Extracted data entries
____________________
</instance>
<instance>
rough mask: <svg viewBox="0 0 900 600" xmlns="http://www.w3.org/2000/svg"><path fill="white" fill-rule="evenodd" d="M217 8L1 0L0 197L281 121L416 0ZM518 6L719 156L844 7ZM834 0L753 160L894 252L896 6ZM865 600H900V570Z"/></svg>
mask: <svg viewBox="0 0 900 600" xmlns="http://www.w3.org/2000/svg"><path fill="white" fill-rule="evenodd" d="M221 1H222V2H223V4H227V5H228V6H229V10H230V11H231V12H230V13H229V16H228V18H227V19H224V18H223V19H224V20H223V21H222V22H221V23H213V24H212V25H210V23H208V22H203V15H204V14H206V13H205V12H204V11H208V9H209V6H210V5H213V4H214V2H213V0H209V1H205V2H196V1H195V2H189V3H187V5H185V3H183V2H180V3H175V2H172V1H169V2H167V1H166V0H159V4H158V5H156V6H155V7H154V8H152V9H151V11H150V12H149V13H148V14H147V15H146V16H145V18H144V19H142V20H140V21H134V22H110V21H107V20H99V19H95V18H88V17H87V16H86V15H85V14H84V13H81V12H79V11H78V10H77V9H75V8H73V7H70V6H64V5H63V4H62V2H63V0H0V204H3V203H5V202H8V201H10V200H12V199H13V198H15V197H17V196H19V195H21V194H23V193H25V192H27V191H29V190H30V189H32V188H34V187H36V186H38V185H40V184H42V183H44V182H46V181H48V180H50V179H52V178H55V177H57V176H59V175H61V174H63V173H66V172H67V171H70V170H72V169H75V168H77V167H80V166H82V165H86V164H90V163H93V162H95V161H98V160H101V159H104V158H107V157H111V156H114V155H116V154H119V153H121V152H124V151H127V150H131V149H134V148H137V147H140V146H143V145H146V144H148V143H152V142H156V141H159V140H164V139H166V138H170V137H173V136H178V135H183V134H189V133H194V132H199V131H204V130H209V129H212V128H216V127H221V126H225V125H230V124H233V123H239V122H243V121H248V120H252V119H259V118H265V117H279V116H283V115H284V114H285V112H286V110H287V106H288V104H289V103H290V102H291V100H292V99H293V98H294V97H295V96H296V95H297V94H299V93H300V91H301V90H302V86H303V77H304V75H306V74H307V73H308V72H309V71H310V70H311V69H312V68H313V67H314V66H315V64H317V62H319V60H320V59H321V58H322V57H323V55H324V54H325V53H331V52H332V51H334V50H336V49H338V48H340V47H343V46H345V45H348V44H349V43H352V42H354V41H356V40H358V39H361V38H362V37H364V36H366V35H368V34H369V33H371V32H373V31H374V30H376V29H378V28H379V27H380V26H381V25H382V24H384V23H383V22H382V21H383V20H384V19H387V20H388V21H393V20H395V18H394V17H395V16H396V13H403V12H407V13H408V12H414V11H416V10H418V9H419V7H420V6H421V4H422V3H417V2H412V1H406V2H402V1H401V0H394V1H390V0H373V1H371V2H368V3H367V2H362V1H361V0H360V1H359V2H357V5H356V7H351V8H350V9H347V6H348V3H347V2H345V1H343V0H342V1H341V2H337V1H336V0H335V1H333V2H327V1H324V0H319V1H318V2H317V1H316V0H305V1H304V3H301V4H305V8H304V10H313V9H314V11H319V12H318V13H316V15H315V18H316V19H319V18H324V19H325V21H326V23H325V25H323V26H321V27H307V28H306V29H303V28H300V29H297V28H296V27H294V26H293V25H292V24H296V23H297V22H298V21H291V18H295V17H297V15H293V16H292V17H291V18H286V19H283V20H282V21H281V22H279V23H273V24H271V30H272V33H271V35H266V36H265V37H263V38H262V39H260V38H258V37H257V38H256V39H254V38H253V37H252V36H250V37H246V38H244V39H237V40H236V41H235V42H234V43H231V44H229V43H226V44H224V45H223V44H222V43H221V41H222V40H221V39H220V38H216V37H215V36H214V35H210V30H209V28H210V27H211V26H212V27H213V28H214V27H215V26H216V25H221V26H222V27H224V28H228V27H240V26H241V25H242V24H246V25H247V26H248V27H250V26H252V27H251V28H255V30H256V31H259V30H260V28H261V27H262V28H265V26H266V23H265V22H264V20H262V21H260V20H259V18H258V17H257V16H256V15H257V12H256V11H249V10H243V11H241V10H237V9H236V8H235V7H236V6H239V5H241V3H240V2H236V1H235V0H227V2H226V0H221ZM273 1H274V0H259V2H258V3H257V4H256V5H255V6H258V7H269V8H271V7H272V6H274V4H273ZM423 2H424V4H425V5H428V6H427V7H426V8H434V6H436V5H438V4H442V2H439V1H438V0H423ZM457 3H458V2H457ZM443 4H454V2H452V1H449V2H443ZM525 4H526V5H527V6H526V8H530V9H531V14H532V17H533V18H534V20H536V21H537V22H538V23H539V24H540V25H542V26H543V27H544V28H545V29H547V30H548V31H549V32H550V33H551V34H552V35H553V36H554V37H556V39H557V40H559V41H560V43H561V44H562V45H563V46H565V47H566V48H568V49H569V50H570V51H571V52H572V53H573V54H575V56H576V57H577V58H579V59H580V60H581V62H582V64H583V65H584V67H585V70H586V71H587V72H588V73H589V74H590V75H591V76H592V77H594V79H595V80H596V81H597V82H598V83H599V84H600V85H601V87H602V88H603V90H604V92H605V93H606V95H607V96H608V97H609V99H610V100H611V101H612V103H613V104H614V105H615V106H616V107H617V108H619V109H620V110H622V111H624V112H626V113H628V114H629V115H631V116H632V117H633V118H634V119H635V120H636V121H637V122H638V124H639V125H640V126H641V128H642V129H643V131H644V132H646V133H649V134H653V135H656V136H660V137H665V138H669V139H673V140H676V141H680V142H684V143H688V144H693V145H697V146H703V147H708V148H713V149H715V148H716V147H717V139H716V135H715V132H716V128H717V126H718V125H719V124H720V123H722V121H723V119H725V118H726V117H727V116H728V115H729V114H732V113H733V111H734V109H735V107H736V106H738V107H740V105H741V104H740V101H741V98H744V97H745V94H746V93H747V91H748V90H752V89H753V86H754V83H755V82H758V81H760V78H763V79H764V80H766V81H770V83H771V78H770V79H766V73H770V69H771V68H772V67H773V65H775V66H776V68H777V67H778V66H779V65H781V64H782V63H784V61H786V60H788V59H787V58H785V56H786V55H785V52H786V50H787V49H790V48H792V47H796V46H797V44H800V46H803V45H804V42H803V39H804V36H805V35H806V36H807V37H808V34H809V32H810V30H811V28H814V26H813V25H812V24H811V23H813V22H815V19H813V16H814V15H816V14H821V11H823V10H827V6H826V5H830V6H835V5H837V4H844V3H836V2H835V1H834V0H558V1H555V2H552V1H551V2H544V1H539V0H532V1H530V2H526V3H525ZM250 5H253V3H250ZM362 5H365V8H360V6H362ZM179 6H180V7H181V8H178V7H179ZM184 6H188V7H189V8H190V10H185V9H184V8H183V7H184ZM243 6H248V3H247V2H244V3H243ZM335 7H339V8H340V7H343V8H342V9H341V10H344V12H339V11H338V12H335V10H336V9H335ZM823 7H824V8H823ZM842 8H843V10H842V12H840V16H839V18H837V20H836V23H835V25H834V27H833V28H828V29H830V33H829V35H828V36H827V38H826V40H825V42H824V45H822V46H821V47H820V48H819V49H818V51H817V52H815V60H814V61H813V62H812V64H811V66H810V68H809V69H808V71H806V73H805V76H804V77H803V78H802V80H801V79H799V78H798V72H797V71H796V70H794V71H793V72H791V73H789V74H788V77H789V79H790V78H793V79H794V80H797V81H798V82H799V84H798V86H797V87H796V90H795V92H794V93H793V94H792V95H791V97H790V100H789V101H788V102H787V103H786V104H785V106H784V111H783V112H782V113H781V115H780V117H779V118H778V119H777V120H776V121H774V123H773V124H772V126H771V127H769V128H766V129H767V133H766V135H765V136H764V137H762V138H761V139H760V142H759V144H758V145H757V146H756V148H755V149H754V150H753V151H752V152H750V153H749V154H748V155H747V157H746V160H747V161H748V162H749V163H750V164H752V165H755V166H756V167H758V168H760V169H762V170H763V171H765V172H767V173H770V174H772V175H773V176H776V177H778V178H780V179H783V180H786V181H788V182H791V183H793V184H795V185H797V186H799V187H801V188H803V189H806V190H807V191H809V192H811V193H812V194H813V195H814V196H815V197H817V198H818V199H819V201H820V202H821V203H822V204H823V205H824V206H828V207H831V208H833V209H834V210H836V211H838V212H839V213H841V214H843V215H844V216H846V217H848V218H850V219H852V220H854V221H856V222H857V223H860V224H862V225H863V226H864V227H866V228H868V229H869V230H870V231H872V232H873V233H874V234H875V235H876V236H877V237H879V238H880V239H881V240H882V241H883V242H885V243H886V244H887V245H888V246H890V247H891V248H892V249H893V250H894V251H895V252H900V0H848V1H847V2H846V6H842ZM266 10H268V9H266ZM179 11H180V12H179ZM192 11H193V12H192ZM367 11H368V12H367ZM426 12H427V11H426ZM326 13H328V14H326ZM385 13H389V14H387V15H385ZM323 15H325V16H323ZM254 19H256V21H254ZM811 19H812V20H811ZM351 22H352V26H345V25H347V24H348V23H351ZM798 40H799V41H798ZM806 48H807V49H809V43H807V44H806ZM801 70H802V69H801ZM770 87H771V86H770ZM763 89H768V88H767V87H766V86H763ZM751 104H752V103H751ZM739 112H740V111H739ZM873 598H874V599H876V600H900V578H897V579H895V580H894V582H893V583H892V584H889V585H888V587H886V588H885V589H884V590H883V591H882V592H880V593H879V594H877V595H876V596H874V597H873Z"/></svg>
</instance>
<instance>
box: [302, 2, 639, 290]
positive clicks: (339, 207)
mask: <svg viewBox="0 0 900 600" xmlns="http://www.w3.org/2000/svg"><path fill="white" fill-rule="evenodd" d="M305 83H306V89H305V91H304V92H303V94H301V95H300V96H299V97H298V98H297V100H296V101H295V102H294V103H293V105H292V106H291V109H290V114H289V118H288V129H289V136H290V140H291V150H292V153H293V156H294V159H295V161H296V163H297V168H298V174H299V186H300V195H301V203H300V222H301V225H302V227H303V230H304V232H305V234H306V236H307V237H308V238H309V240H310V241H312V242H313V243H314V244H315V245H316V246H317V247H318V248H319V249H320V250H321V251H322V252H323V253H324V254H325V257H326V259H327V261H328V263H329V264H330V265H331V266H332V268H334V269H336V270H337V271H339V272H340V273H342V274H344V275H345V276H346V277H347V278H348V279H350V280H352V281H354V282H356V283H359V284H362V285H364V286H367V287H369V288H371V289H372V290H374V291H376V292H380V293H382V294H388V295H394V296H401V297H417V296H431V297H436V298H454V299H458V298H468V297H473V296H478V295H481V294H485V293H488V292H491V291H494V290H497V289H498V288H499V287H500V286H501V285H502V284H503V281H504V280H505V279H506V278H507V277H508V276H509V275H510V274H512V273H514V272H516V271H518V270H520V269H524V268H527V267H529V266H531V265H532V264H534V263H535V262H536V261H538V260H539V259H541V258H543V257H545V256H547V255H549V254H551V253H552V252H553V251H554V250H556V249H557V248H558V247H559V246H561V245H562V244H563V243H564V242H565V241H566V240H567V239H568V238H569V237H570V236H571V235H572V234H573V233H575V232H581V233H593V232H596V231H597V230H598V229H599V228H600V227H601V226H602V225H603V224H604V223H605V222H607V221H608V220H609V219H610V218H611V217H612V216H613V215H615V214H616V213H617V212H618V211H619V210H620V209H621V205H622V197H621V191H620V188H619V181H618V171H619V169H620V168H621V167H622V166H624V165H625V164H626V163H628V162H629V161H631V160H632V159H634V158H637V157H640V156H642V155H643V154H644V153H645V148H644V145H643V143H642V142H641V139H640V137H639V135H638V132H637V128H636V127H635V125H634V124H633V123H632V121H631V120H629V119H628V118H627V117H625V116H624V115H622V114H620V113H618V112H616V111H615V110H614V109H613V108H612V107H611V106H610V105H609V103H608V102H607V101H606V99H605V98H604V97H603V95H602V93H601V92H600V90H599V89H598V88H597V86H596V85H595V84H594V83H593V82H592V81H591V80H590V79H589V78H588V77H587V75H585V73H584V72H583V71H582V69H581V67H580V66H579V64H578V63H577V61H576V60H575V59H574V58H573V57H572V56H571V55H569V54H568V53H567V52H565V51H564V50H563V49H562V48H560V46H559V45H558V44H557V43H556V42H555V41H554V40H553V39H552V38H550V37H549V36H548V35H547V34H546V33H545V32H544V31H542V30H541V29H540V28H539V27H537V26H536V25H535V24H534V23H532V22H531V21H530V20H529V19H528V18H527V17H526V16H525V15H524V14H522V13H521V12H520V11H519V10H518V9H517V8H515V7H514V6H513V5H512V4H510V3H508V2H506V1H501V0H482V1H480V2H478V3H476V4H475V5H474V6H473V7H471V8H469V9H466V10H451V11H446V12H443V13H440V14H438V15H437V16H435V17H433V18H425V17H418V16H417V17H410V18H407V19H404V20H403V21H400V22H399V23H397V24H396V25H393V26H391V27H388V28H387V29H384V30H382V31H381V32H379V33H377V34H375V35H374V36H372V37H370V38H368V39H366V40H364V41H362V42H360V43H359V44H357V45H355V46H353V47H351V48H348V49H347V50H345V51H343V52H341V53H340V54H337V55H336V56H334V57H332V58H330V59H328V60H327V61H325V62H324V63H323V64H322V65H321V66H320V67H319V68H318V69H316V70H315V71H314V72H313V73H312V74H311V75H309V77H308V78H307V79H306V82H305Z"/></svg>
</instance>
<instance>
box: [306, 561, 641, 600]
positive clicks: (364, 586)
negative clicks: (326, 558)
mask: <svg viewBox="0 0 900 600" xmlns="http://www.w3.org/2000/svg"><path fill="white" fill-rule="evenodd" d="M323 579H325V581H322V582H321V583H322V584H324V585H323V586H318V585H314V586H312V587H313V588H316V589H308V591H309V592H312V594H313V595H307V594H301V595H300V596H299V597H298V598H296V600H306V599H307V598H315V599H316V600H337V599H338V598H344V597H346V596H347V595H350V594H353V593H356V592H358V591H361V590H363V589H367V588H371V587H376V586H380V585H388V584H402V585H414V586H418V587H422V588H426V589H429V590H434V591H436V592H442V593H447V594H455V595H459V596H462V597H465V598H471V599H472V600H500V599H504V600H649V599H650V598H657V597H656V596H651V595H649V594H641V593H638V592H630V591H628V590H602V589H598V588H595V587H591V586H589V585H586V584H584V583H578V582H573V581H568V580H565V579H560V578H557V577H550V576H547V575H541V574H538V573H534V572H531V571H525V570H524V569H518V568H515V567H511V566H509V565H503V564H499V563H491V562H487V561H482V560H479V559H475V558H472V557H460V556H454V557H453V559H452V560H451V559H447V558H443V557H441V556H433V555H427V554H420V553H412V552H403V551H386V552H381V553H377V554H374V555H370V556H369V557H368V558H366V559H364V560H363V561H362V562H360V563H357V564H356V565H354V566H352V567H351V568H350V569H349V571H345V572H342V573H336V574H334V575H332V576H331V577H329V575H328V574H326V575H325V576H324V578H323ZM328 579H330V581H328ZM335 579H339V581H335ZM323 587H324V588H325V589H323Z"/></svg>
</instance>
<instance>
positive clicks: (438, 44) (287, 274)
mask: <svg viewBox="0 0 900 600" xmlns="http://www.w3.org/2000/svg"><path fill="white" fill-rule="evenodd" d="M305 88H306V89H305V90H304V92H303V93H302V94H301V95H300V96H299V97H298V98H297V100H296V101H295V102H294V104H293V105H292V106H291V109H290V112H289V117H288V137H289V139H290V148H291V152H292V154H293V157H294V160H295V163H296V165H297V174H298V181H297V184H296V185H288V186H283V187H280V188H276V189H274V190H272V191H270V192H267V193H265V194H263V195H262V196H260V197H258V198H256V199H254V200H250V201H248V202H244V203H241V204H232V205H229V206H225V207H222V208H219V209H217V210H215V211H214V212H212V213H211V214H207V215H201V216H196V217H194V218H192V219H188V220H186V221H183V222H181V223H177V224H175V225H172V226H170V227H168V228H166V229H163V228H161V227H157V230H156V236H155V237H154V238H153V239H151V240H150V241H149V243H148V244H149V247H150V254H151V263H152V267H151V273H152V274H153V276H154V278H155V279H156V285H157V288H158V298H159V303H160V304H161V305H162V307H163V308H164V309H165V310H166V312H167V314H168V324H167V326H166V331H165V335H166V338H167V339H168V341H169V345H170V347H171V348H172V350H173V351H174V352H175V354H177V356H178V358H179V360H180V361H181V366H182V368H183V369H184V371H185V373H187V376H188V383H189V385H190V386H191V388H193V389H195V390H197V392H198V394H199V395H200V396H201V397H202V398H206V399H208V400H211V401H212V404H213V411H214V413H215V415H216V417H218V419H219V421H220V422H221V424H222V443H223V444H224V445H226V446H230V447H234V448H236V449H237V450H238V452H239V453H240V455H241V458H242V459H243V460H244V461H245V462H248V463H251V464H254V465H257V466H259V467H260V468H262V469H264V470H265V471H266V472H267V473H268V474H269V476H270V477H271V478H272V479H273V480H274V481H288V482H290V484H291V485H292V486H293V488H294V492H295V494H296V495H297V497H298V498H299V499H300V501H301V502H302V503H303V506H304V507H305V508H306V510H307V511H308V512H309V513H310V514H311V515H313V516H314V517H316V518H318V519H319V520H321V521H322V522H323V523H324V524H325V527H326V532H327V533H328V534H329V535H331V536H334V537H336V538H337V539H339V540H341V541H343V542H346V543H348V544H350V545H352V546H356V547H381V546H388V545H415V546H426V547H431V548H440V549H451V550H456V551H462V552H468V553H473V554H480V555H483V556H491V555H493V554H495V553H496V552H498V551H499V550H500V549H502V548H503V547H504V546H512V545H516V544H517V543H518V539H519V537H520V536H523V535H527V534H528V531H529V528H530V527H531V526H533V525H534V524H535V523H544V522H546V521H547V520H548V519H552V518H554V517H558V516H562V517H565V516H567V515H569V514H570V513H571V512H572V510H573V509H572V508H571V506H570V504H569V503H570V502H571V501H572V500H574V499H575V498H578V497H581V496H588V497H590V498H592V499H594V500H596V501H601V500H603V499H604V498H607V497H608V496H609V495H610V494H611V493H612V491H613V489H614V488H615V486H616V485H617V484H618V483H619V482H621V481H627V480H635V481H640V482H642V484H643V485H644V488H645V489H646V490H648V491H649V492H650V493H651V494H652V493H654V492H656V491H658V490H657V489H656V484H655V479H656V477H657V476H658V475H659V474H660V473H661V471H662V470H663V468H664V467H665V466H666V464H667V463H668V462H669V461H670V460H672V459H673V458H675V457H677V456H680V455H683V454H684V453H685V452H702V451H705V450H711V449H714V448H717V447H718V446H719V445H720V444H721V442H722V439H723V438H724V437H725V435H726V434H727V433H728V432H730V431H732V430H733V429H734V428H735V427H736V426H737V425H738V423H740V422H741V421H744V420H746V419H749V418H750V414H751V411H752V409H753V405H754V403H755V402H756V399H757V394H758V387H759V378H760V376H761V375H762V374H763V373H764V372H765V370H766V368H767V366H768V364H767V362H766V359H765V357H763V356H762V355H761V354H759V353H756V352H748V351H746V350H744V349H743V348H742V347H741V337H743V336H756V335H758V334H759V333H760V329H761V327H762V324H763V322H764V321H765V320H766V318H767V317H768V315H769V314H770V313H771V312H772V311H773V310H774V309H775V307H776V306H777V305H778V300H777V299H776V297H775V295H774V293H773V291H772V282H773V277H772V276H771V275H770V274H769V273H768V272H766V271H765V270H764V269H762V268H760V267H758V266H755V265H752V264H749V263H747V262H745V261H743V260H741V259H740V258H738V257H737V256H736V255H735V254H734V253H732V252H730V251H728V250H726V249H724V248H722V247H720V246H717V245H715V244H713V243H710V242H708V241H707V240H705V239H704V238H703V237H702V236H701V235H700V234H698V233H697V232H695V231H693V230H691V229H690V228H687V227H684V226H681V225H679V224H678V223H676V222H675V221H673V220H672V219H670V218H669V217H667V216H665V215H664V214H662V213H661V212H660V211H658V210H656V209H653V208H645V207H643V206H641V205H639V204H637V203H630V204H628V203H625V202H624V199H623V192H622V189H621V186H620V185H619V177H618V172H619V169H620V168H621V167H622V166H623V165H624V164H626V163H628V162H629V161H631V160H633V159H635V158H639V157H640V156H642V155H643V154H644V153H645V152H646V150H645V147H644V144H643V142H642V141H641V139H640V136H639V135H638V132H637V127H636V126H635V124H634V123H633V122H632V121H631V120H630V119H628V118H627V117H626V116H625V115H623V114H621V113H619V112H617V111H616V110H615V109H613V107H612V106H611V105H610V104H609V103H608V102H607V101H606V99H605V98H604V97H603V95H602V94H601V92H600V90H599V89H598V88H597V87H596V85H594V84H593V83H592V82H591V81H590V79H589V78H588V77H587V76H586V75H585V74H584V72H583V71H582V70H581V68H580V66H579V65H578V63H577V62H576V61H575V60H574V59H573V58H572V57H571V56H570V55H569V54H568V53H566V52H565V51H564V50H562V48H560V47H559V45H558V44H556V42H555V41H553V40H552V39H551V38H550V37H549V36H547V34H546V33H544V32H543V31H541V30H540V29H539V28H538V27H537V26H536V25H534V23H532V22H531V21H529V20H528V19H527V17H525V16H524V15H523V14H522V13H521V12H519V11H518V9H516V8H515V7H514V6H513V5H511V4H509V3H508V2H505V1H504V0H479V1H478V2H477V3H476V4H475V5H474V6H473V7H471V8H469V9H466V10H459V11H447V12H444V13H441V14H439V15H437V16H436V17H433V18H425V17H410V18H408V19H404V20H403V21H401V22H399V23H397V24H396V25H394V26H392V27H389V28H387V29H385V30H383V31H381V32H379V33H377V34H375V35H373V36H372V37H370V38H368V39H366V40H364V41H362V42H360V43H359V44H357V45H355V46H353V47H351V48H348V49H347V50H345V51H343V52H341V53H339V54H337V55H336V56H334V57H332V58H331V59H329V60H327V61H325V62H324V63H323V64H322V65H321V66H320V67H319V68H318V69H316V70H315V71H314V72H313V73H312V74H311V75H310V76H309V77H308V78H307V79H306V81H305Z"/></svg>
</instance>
____________________
PROBLEM REQUIREMENTS = Copy whichever lines of the records above contain the word "positive".

REPLY TO THE TASK =
positive clicks: (339, 207)
positive clicks: (364, 586)
positive clicks: (438, 44) (287, 274)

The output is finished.